▶ **Work to be completed**:
Set down all of the entries exactly, leaving nothing out.

####

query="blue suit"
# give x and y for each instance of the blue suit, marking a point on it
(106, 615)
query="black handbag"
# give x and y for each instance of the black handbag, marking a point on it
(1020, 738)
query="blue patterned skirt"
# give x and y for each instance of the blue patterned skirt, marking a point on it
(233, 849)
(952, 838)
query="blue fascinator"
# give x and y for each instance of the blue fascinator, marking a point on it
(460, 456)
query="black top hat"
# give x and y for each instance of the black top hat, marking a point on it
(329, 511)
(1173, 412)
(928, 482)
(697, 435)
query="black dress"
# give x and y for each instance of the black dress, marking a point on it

####

▶ **Reply**:
query="blue suit"
# give x and y for each instance of the blue suit, marking a point on it
(106, 615)
query="black handbag"
# give x and y for each instance of the black handbag, marking a point on it
(1020, 738)
query="blue patterned skirt"
# give x and y for each instance of the blue patterned skirt, marking a point on it
(233, 849)
(952, 838)
query="blue fascinator"
# give x and y for each instance of the blue fascinator, marking a point on it
(460, 456)
query="black top hat"
# give x and y for each instance of the black top hat, marking a point on it
(329, 511)
(1173, 412)
(928, 482)
(697, 435)
query="black dress"
# give x and y for each instance of the black dress, marking a point on it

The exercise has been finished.